» **What the task asks**: Copy the data exactly. No line may be skipped.
------ Input
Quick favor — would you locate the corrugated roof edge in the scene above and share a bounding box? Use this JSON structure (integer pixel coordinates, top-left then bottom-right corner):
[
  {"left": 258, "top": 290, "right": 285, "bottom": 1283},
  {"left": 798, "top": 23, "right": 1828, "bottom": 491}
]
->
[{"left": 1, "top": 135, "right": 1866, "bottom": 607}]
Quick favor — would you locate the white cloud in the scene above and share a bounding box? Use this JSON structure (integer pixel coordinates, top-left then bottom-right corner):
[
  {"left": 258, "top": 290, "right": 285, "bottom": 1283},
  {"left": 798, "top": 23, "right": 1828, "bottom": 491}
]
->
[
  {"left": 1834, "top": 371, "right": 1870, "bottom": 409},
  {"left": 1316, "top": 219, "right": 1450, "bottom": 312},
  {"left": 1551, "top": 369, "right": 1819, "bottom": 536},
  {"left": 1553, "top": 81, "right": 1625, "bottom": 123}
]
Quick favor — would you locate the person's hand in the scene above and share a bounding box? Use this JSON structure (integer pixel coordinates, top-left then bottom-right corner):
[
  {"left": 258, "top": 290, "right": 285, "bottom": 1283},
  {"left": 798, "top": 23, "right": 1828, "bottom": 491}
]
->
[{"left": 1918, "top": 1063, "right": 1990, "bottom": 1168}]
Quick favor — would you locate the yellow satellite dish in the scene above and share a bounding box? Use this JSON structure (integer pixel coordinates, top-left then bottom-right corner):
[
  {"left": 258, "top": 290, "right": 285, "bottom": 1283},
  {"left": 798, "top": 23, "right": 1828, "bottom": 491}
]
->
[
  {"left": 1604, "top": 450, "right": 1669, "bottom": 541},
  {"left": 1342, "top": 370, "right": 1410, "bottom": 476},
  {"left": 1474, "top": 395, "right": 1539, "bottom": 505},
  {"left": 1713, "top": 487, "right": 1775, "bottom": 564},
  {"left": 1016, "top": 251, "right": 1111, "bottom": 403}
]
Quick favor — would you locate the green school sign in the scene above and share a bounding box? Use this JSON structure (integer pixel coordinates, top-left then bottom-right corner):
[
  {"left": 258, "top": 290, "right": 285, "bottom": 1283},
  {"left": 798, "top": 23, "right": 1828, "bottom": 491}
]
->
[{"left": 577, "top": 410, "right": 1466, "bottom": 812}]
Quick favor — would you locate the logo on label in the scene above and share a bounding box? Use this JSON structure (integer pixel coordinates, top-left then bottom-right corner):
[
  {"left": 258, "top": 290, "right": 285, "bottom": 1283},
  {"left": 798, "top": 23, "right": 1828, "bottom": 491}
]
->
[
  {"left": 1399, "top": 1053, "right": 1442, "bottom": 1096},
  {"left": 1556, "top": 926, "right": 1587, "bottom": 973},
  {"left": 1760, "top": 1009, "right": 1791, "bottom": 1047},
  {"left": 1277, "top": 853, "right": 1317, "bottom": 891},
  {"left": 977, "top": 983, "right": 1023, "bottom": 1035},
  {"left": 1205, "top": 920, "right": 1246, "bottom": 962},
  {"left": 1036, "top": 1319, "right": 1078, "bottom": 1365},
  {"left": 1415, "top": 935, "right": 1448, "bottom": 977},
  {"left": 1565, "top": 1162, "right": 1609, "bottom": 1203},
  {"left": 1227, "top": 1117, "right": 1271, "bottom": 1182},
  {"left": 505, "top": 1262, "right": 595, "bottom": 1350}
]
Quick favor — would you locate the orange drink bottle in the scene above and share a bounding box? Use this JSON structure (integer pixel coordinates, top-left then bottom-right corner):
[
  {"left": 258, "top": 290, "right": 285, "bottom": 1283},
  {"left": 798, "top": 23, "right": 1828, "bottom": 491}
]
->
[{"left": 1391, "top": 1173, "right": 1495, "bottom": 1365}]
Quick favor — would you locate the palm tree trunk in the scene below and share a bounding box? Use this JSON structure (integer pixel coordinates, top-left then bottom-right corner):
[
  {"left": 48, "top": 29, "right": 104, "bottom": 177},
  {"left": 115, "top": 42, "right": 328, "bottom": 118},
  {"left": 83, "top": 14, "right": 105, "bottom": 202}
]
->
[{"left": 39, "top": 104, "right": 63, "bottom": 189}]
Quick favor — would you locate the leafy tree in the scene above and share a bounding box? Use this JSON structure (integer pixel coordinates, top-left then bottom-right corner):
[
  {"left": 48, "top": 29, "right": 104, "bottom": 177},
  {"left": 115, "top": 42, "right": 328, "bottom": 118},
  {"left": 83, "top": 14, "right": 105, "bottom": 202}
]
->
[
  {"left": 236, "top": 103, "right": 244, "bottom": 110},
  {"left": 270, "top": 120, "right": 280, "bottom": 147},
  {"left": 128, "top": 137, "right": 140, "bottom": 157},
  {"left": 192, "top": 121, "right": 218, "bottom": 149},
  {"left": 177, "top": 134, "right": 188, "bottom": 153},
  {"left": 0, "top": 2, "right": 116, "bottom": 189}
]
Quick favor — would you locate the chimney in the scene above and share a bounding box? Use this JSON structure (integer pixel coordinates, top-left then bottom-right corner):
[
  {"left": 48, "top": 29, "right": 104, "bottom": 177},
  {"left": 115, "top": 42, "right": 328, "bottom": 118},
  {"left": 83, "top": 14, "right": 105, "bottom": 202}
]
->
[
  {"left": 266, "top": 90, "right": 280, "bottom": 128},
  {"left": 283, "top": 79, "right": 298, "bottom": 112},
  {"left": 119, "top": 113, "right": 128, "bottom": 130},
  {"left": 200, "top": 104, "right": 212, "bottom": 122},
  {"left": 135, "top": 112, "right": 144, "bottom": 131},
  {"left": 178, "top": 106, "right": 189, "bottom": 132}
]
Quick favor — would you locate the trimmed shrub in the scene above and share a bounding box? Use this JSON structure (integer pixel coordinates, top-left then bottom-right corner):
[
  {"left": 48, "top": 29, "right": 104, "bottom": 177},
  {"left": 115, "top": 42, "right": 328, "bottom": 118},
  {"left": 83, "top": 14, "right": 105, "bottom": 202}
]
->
------------
» **Answer**:
Quick favor — would you locate the corrugated roof edge in the scene above and share a bounding box? Use this JSON structure (integer pixel coordinates, top-left then bottom-right corner):
[
  {"left": 258, "top": 290, "right": 285, "bottom": 1283},
  {"left": 798, "top": 23, "right": 1828, "bottom": 491}
]
->
[{"left": 1, "top": 135, "right": 1866, "bottom": 607}]
Quick favor — would you locate the white cloud in the scene above and share a bounding box? Use this JSON structure (integer pixel coordinates, top-left then bottom-right corner):
[
  {"left": 258, "top": 290, "right": 285, "bottom": 1283},
  {"left": 798, "top": 23, "right": 1828, "bottom": 491}
]
->
[
  {"left": 1834, "top": 371, "right": 1870, "bottom": 409},
  {"left": 1316, "top": 219, "right": 1450, "bottom": 312},
  {"left": 1551, "top": 369, "right": 1819, "bottom": 536},
  {"left": 1553, "top": 81, "right": 1625, "bottom": 123}
]
Quick favor — would you locate the person's hand in the scene above and share a bounding box? Use this JSON structure (integer pixel coordinates, top-left then bottom-right corner):
[
  {"left": 258, "top": 290, "right": 285, "bottom": 1283},
  {"left": 798, "top": 23, "right": 1828, "bottom": 491}
]
->
[{"left": 1918, "top": 1063, "right": 1990, "bottom": 1168}]
Quick favor — would you locate the yellow satellite dish in the scene above and share a bounding box? Use this JSON structure (integer pixel coordinates, top-left then bottom-right corner):
[
  {"left": 258, "top": 290, "right": 285, "bottom": 1283},
  {"left": 798, "top": 23, "right": 1828, "bottom": 491}
]
->
[
  {"left": 1604, "top": 450, "right": 1669, "bottom": 541},
  {"left": 1342, "top": 370, "right": 1410, "bottom": 476},
  {"left": 1474, "top": 395, "right": 1539, "bottom": 505},
  {"left": 1713, "top": 487, "right": 1775, "bottom": 564},
  {"left": 1016, "top": 251, "right": 1111, "bottom": 403}
]
Quick favor — would you locate the green school sign in the scene above and share a bounding box? Use this JSON structure (integer pixel coordinates, top-left then bottom-right corner):
[
  {"left": 258, "top": 290, "right": 285, "bottom": 1283},
  {"left": 798, "top": 23, "right": 1828, "bottom": 491}
]
->
[{"left": 577, "top": 410, "right": 1466, "bottom": 812}]
Quick favor — would you locate the logo on label in the scene above and share a bounding box? Use this JSON structure (integer pixel coordinates, top-left then bottom-right corner):
[
  {"left": 258, "top": 290, "right": 285, "bottom": 1283},
  {"left": 798, "top": 23, "right": 1828, "bottom": 491}
]
->
[
  {"left": 1399, "top": 1053, "right": 1442, "bottom": 1096},
  {"left": 1556, "top": 926, "right": 1587, "bottom": 973},
  {"left": 1760, "top": 1009, "right": 1791, "bottom": 1047},
  {"left": 1277, "top": 853, "right": 1317, "bottom": 891},
  {"left": 977, "top": 983, "right": 1023, "bottom": 1035},
  {"left": 1205, "top": 920, "right": 1246, "bottom": 962},
  {"left": 1036, "top": 1319, "right": 1078, "bottom": 1365},
  {"left": 1415, "top": 935, "right": 1448, "bottom": 977},
  {"left": 1565, "top": 1162, "right": 1609, "bottom": 1203},
  {"left": 1227, "top": 1117, "right": 1271, "bottom": 1182},
  {"left": 505, "top": 1262, "right": 595, "bottom": 1350}
]
Quick favor — would you locate the orange drink bottle in the scene above and share a bounding box? Use this JSON structure (integer pixel coordinates, top-left then bottom-right corner):
[
  {"left": 258, "top": 290, "right": 285, "bottom": 1283},
  {"left": 798, "top": 23, "right": 1828, "bottom": 491}
]
->
[{"left": 1391, "top": 1173, "right": 1495, "bottom": 1365}]
Quick favor — would you locate the palm tree trunk in the scene below and share a bounding box? Use this JSON structure (integer pixel coordinates, top-left then bottom-right corner):
[
  {"left": 48, "top": 29, "right": 104, "bottom": 177},
  {"left": 115, "top": 42, "right": 328, "bottom": 118},
  {"left": 83, "top": 14, "right": 105, "bottom": 202}
]
->
[{"left": 39, "top": 104, "right": 63, "bottom": 189}]
Quick favor — would you locate the leafy tree in the scene above and share a bounding box? Use this JSON structure (integer pixel coordinates, top-left then bottom-right corner):
[
  {"left": 48, "top": 29, "right": 104, "bottom": 177},
  {"left": 115, "top": 42, "right": 328, "bottom": 118},
  {"left": 83, "top": 14, "right": 105, "bottom": 202}
]
->
[
  {"left": 236, "top": 103, "right": 244, "bottom": 110},
  {"left": 270, "top": 120, "right": 280, "bottom": 147},
  {"left": 128, "top": 137, "right": 140, "bottom": 157},
  {"left": 192, "top": 121, "right": 218, "bottom": 149},
  {"left": 177, "top": 134, "right": 188, "bottom": 153},
  {"left": 0, "top": 2, "right": 116, "bottom": 189}
]
Quick favor — would you locate the chimney in the scene above and share a bounding box? Use this JSON structure (integer pixel coordinates, top-left then bottom-right corner):
[
  {"left": 48, "top": 29, "right": 104, "bottom": 177},
  {"left": 115, "top": 42, "right": 328, "bottom": 118},
  {"left": 83, "top": 14, "right": 105, "bottom": 202}
]
->
[
  {"left": 266, "top": 90, "right": 280, "bottom": 128},
  {"left": 283, "top": 79, "right": 298, "bottom": 112},
  {"left": 119, "top": 113, "right": 128, "bottom": 130},
  {"left": 200, "top": 104, "right": 212, "bottom": 122},
  {"left": 135, "top": 112, "right": 144, "bottom": 131},
  {"left": 178, "top": 106, "right": 189, "bottom": 132}
]
Quick favor — would you locate the trimmed shrub in the scene above and share a bounding box? Use this JSON structure (integer pixel coordinates, top-left then bottom-right corner):
[
  {"left": 48, "top": 29, "right": 104, "bottom": 177},
  {"left": 115, "top": 42, "right": 328, "bottom": 118},
  {"left": 83, "top": 14, "right": 105, "bottom": 202}
]
->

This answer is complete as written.